• _Requirement 1_:
Locate every line in the data listing below that contains the word "background", and copy each of those lines.

• _Document segment_:

For no discernible reason, I was determined to bake cookies today. Not just any cookies, but a version of Heidi Swanson's sparkling ginger chip cookies. Really, this was totally irresponsible of me. Finals are approaching; I have research to do; it's probably unhealthy to spend so much time/money at Whole Foods; I don't really need my dorm room stacked high with piles of cookies.
I saw these cookies and thought they seemed perfect for fall. Lots of ginger (both ground and fresh) with some chocolate thrown in for good measure. Also, I reasoned that I could fob them off on some classmates I have coming over to my place later this week to work on a group project.
I made a few changes to the recipe, including using spelt flour instead of whole-wheat pastry flour and chocolate chips instead of chopped chocolate. For some reason chopped chocolate in cookies kind of bums me out- I like pockets of chocolate in my cookies rather than just traces. Everything came together smoothly, though the dough was extremely tacky and I ended up slipping in a couple of extra tablespoons of spelt flour before folding the chocolate in. I also let the dough sit in the refrigerator for 20 or so minutes before getting ready to bake it- chilling the dough made it a lot easier to roll into balls and drag through the turbinado sugar.

• _Requirement 2_:
Set down, word for word, the portion of the cookie-baking account above, everything from "I made a few" down to "the turbinado sugar.".

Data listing
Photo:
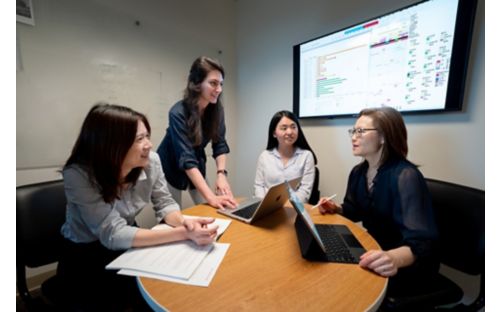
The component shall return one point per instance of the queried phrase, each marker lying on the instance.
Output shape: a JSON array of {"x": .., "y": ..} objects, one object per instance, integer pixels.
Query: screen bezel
[{"x": 466, "y": 12}]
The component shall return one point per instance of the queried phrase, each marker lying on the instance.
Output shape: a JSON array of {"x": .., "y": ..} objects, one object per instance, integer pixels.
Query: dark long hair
[
  {"x": 208, "y": 123},
  {"x": 301, "y": 142},
  {"x": 106, "y": 135},
  {"x": 391, "y": 125}
]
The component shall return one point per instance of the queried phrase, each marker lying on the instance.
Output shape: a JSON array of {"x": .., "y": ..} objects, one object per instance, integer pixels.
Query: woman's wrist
[{"x": 222, "y": 172}]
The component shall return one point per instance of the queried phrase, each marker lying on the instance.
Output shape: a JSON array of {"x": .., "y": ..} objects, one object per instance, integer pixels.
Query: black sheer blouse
[{"x": 397, "y": 211}]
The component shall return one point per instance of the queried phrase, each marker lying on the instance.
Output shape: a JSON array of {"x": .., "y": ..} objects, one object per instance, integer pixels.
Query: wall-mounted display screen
[{"x": 413, "y": 59}]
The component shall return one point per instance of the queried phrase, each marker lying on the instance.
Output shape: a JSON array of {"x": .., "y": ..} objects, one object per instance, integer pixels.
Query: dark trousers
[{"x": 88, "y": 286}]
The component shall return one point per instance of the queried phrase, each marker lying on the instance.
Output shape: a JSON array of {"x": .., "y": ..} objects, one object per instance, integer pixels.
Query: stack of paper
[{"x": 181, "y": 262}]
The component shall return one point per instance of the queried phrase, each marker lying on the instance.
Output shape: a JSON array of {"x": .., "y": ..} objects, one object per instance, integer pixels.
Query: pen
[{"x": 329, "y": 198}]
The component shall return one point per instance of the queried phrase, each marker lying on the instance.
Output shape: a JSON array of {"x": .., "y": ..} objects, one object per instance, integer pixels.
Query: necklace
[{"x": 371, "y": 173}]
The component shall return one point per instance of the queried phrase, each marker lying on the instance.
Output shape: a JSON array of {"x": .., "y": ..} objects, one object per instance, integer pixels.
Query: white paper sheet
[
  {"x": 178, "y": 259},
  {"x": 202, "y": 276}
]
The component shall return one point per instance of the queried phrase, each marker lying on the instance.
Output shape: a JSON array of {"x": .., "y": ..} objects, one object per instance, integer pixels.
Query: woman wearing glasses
[{"x": 389, "y": 195}]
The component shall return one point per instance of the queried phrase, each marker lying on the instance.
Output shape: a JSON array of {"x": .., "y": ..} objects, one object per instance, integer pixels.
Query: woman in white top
[{"x": 287, "y": 156}]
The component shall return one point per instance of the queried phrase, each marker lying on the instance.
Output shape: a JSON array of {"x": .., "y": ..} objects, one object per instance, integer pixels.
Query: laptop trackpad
[{"x": 351, "y": 241}]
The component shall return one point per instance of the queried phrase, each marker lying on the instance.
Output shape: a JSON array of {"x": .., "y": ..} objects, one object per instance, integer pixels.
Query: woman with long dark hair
[
  {"x": 390, "y": 196},
  {"x": 287, "y": 156},
  {"x": 193, "y": 122},
  {"x": 110, "y": 176}
]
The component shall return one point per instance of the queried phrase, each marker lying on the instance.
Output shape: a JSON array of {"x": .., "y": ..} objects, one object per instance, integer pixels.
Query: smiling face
[
  {"x": 368, "y": 144},
  {"x": 211, "y": 88},
  {"x": 138, "y": 154},
  {"x": 286, "y": 132}
]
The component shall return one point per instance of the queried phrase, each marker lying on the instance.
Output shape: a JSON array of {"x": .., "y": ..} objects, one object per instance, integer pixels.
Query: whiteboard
[{"x": 68, "y": 62}]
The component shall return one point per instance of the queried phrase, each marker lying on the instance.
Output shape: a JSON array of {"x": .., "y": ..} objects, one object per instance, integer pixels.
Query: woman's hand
[
  {"x": 328, "y": 206},
  {"x": 199, "y": 231},
  {"x": 223, "y": 202},
  {"x": 380, "y": 262},
  {"x": 191, "y": 223},
  {"x": 222, "y": 186}
]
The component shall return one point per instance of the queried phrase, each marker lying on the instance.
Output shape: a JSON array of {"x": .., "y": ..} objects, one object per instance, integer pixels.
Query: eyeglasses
[{"x": 359, "y": 131}]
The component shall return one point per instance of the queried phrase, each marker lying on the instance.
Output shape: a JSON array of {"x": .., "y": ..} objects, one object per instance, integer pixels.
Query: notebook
[
  {"x": 324, "y": 242},
  {"x": 257, "y": 208}
]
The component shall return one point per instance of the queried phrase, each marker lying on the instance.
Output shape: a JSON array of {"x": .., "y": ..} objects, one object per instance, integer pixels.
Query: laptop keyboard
[
  {"x": 336, "y": 248},
  {"x": 247, "y": 212}
]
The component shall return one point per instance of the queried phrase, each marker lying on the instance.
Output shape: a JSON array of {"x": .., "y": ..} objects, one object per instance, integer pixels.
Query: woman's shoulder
[
  {"x": 404, "y": 167},
  {"x": 76, "y": 174},
  {"x": 177, "y": 108}
]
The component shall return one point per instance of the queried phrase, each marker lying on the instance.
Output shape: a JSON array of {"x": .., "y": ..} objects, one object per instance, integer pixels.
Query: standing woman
[
  {"x": 287, "y": 156},
  {"x": 192, "y": 123},
  {"x": 110, "y": 176},
  {"x": 390, "y": 196}
]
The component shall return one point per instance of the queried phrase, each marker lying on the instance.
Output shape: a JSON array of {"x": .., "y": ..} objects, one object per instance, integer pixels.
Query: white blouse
[{"x": 271, "y": 171}]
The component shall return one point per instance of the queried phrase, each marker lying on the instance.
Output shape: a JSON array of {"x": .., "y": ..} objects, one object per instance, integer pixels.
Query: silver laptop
[{"x": 256, "y": 208}]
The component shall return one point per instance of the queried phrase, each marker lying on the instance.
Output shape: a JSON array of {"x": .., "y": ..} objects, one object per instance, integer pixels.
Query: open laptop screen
[{"x": 301, "y": 211}]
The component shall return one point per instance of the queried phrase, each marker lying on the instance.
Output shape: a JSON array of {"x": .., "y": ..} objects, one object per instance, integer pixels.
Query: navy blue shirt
[
  {"x": 177, "y": 152},
  {"x": 397, "y": 211}
]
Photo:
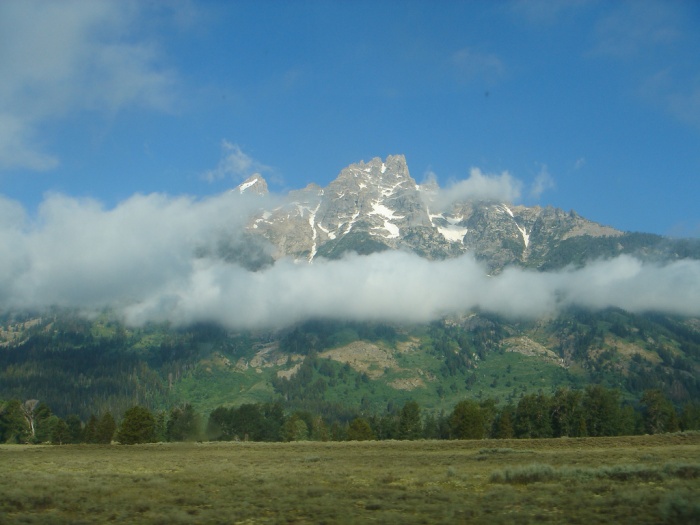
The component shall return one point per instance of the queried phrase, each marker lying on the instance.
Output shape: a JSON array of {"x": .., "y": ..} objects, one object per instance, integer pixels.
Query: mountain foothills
[{"x": 340, "y": 370}]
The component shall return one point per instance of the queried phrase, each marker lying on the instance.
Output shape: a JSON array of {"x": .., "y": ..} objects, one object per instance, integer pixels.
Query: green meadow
[{"x": 637, "y": 479}]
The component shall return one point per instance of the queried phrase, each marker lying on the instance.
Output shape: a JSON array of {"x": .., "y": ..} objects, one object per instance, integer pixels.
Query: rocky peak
[
  {"x": 377, "y": 205},
  {"x": 254, "y": 184}
]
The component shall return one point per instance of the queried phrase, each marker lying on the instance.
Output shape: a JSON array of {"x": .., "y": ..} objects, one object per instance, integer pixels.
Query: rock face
[{"x": 377, "y": 205}]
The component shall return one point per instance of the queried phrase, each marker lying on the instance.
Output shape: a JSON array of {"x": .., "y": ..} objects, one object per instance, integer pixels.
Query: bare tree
[{"x": 29, "y": 413}]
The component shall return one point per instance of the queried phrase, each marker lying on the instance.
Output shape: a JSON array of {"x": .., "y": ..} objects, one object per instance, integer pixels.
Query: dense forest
[
  {"x": 336, "y": 370},
  {"x": 594, "y": 411}
]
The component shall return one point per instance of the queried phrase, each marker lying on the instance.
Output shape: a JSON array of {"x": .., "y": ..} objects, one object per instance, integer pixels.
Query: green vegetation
[
  {"x": 635, "y": 480},
  {"x": 341, "y": 369}
]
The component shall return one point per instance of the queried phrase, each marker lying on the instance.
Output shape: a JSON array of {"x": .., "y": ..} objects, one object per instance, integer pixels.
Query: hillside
[
  {"x": 444, "y": 297},
  {"x": 84, "y": 367}
]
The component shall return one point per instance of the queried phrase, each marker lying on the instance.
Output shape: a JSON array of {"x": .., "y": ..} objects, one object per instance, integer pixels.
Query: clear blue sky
[{"x": 598, "y": 101}]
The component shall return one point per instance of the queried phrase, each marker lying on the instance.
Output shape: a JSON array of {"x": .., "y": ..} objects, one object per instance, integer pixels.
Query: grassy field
[{"x": 642, "y": 479}]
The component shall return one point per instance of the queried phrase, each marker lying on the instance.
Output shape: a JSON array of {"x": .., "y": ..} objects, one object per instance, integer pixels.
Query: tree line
[{"x": 594, "y": 411}]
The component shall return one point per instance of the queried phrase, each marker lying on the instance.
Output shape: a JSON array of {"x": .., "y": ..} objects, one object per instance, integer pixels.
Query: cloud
[
  {"x": 470, "y": 64},
  {"x": 234, "y": 163},
  {"x": 479, "y": 186},
  {"x": 154, "y": 258},
  {"x": 678, "y": 96},
  {"x": 634, "y": 27},
  {"x": 543, "y": 182},
  {"x": 544, "y": 12},
  {"x": 58, "y": 58}
]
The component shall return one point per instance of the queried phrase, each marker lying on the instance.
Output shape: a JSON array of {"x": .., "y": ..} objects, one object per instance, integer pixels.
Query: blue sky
[{"x": 593, "y": 105}]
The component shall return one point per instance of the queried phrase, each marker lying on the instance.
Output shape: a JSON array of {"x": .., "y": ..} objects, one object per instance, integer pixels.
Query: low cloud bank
[{"x": 154, "y": 258}]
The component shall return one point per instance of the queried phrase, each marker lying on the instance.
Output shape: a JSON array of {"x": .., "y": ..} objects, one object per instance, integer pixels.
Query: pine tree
[
  {"x": 467, "y": 421},
  {"x": 138, "y": 426},
  {"x": 106, "y": 426},
  {"x": 410, "y": 424}
]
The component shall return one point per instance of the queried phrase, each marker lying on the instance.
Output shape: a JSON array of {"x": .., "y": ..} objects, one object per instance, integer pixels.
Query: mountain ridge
[{"x": 385, "y": 208}]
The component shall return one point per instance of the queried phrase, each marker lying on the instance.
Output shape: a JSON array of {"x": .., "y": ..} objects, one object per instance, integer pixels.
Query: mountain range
[
  {"x": 377, "y": 206},
  {"x": 87, "y": 364}
]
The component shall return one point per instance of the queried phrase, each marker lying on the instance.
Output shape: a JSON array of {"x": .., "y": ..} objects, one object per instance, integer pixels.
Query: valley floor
[{"x": 640, "y": 479}]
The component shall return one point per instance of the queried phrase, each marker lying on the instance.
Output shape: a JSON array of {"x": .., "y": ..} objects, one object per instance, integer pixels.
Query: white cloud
[
  {"x": 470, "y": 64},
  {"x": 148, "y": 259},
  {"x": 234, "y": 163},
  {"x": 634, "y": 27},
  {"x": 57, "y": 58},
  {"x": 545, "y": 12},
  {"x": 479, "y": 186}
]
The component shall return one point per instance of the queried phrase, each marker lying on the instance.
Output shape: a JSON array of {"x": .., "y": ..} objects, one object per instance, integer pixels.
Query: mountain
[
  {"x": 378, "y": 206},
  {"x": 84, "y": 365}
]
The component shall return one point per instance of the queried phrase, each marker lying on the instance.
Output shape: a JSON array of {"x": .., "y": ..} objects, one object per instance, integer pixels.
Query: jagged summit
[{"x": 377, "y": 205}]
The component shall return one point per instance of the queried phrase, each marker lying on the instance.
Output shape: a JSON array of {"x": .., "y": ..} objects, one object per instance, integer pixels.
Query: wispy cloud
[
  {"x": 679, "y": 97},
  {"x": 235, "y": 164},
  {"x": 62, "y": 57},
  {"x": 545, "y": 12},
  {"x": 501, "y": 187},
  {"x": 543, "y": 182},
  {"x": 633, "y": 27},
  {"x": 470, "y": 64},
  {"x": 152, "y": 258}
]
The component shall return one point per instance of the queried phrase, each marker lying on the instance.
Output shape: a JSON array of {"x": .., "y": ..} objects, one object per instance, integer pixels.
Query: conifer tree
[{"x": 138, "y": 426}]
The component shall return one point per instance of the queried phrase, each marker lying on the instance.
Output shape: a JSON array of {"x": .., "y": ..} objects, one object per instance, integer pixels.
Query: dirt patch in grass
[{"x": 640, "y": 480}]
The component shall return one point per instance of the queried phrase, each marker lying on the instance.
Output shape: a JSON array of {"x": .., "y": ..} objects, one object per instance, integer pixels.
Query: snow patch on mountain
[
  {"x": 379, "y": 209},
  {"x": 394, "y": 232},
  {"x": 526, "y": 236}
]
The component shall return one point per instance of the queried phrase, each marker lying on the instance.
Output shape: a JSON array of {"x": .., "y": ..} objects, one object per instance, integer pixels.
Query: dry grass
[{"x": 644, "y": 479}]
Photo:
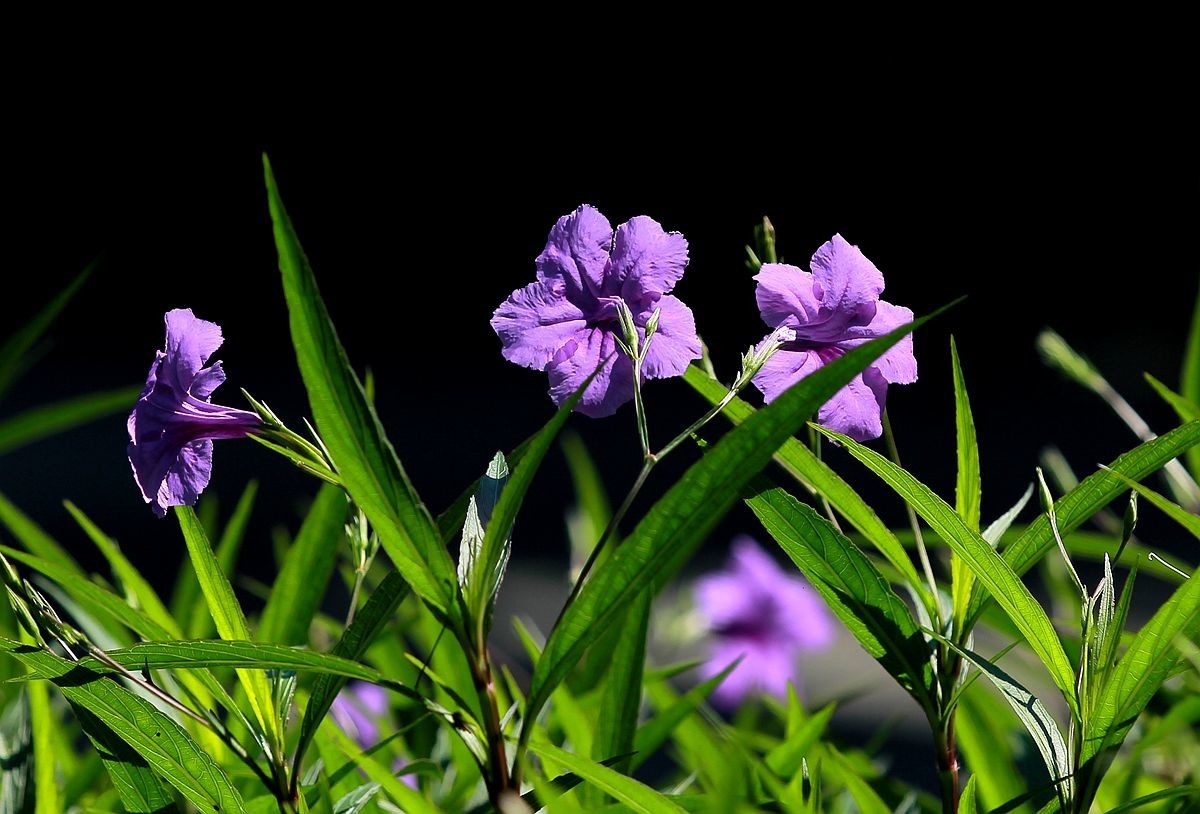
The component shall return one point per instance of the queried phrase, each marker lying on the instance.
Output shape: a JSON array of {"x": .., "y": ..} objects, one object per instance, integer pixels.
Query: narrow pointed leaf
[
  {"x": 1093, "y": 494},
  {"x": 369, "y": 622},
  {"x": 678, "y": 522},
  {"x": 1033, "y": 714},
  {"x": 852, "y": 587},
  {"x": 1150, "y": 659},
  {"x": 636, "y": 796},
  {"x": 989, "y": 568},
  {"x": 799, "y": 461},
  {"x": 364, "y": 458},
  {"x": 15, "y": 351},
  {"x": 300, "y": 586},
  {"x": 967, "y": 492},
  {"x": 621, "y": 696},
  {"x": 130, "y": 576},
  {"x": 227, "y": 615}
]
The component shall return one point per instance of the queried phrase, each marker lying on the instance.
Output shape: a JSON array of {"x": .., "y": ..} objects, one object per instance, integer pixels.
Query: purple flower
[
  {"x": 762, "y": 615},
  {"x": 833, "y": 310},
  {"x": 565, "y": 322},
  {"x": 358, "y": 710},
  {"x": 173, "y": 424}
]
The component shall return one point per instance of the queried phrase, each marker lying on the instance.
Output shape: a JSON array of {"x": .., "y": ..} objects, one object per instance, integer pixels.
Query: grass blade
[
  {"x": 853, "y": 588},
  {"x": 228, "y": 616},
  {"x": 799, "y": 461},
  {"x": 678, "y": 522},
  {"x": 15, "y": 352},
  {"x": 977, "y": 554},
  {"x": 300, "y": 586},
  {"x": 52, "y": 419},
  {"x": 967, "y": 492},
  {"x": 636, "y": 796},
  {"x": 163, "y": 743},
  {"x": 364, "y": 458}
]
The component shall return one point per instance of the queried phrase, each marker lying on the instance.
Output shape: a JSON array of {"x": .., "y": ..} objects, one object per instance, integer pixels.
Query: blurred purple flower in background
[
  {"x": 357, "y": 711},
  {"x": 173, "y": 423},
  {"x": 761, "y": 614},
  {"x": 565, "y": 322},
  {"x": 832, "y": 310}
]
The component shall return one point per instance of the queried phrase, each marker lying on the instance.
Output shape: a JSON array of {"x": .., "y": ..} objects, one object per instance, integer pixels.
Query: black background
[{"x": 1041, "y": 214}]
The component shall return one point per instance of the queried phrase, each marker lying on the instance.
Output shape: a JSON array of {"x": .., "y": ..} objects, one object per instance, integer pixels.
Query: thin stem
[
  {"x": 948, "y": 767},
  {"x": 815, "y": 443},
  {"x": 923, "y": 555},
  {"x": 647, "y": 466},
  {"x": 359, "y": 576}
]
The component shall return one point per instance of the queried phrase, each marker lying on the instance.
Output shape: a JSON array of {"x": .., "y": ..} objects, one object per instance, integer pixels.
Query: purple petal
[
  {"x": 186, "y": 477},
  {"x": 723, "y": 600},
  {"x": 190, "y": 342},
  {"x": 899, "y": 364},
  {"x": 785, "y": 294},
  {"x": 785, "y": 369},
  {"x": 675, "y": 343},
  {"x": 845, "y": 277},
  {"x": 647, "y": 262},
  {"x": 577, "y": 253},
  {"x": 857, "y": 408},
  {"x": 576, "y": 360},
  {"x": 208, "y": 381},
  {"x": 534, "y": 322}
]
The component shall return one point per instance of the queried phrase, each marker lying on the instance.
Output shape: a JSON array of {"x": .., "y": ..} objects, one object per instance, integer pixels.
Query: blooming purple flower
[
  {"x": 173, "y": 423},
  {"x": 832, "y": 310},
  {"x": 565, "y": 321},
  {"x": 358, "y": 710},
  {"x": 762, "y": 615}
]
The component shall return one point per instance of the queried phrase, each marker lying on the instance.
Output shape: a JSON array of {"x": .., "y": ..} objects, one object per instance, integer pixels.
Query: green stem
[{"x": 894, "y": 453}]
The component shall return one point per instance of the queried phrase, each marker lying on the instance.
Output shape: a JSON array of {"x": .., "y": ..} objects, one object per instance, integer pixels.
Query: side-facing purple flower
[
  {"x": 565, "y": 321},
  {"x": 358, "y": 710},
  {"x": 767, "y": 617},
  {"x": 173, "y": 424},
  {"x": 833, "y": 309}
]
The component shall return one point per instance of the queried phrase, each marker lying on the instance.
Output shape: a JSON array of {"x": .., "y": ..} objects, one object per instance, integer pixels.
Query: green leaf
[
  {"x": 1149, "y": 660},
  {"x": 228, "y": 616},
  {"x": 300, "y": 586},
  {"x": 1093, "y": 494},
  {"x": 52, "y": 419},
  {"x": 34, "y": 539},
  {"x": 799, "y": 461},
  {"x": 787, "y": 758},
  {"x": 186, "y": 603},
  {"x": 163, "y": 743},
  {"x": 369, "y": 622},
  {"x": 621, "y": 696},
  {"x": 852, "y": 587},
  {"x": 1158, "y": 796},
  {"x": 130, "y": 576},
  {"x": 351, "y": 429},
  {"x": 655, "y": 731},
  {"x": 678, "y": 522},
  {"x": 1179, "y": 514},
  {"x": 967, "y": 803},
  {"x": 637, "y": 796},
  {"x": 237, "y": 654},
  {"x": 982, "y": 725},
  {"x": 1033, "y": 714},
  {"x": 43, "y": 723},
  {"x": 967, "y": 494},
  {"x": 15, "y": 352},
  {"x": 977, "y": 554},
  {"x": 141, "y": 790}
]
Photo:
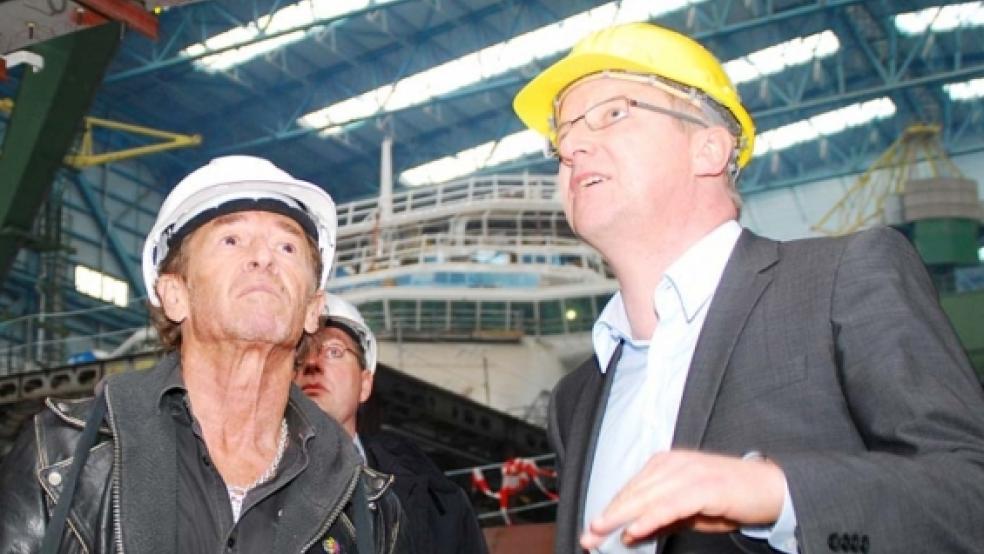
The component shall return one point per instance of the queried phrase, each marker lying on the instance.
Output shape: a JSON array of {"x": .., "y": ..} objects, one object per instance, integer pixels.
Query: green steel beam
[
  {"x": 115, "y": 245},
  {"x": 47, "y": 115},
  {"x": 966, "y": 313}
]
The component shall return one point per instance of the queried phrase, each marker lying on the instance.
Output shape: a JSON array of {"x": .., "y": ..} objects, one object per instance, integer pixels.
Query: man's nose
[{"x": 260, "y": 254}]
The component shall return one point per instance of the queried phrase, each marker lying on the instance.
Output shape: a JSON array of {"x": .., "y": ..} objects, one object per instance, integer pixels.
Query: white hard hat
[
  {"x": 234, "y": 184},
  {"x": 342, "y": 312}
]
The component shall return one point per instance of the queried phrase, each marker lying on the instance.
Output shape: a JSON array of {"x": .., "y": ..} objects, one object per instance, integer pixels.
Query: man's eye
[
  {"x": 334, "y": 352},
  {"x": 614, "y": 114}
]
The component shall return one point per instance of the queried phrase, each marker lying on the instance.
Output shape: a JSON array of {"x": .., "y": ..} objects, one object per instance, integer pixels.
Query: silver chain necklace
[{"x": 237, "y": 493}]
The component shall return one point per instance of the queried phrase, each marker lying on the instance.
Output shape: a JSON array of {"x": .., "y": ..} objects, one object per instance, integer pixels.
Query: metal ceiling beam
[
  {"x": 49, "y": 107},
  {"x": 120, "y": 318},
  {"x": 181, "y": 59},
  {"x": 290, "y": 131},
  {"x": 115, "y": 246}
]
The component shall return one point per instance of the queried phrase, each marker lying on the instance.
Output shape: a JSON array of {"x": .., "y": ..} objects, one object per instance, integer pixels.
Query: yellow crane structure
[
  {"x": 86, "y": 155},
  {"x": 917, "y": 154}
]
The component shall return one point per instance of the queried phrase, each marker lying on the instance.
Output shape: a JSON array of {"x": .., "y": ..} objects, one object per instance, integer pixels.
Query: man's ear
[
  {"x": 712, "y": 148},
  {"x": 312, "y": 314},
  {"x": 366, "y": 391},
  {"x": 173, "y": 293}
]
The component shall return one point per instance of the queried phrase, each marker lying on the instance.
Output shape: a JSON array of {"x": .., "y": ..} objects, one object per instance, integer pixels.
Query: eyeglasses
[
  {"x": 333, "y": 353},
  {"x": 607, "y": 113}
]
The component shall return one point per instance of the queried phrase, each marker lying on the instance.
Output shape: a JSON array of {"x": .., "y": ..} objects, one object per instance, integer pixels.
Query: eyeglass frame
[
  {"x": 552, "y": 151},
  {"x": 359, "y": 357}
]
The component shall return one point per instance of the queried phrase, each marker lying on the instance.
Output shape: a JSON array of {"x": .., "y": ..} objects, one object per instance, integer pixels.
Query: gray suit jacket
[{"x": 833, "y": 357}]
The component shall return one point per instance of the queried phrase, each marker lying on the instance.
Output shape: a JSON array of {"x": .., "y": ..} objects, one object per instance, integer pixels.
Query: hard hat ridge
[
  {"x": 640, "y": 48},
  {"x": 341, "y": 312}
]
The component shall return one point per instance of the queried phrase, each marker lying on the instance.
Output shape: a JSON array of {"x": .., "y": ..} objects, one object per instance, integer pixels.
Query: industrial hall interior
[{"x": 452, "y": 240}]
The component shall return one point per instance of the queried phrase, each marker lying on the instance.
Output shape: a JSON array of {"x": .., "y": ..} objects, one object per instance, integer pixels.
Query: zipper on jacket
[
  {"x": 117, "y": 460},
  {"x": 334, "y": 514}
]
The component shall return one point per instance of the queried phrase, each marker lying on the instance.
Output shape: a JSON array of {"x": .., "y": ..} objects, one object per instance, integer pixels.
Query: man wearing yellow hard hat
[{"x": 745, "y": 395}]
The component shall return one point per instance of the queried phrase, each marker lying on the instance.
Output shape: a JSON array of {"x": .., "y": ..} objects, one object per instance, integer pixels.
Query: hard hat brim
[{"x": 534, "y": 103}]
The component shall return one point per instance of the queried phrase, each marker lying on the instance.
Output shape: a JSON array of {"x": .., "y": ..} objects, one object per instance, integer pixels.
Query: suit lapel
[
  {"x": 745, "y": 278},
  {"x": 585, "y": 428},
  {"x": 147, "y": 472}
]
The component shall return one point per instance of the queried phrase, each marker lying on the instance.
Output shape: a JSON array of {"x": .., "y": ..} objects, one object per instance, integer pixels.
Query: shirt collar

• _Written answer 1_:
Query: blurred purple flower in background
Query: black background

• _Written answer 2_:
I made a few changes to the recipe, including using spelt flour instead of whole-wheat pastry flour and chocolate chips instead of chopped chocolate. For some reason chopped chocolate in cookies kind of bums me out- I like pockets of chocolate in my cookies rather than just traces. Everything came together smoothly, though the dough was extremely tacky and I ended up slipping in a couple of extra tablespoons of spelt flour before folding the chocolate in. I also let the dough sit in the refrigerator for 20 or so minutes before getting ready to bake it- chilling the dough made it a lot easier to roll into balls and drag through the turbinado sugar.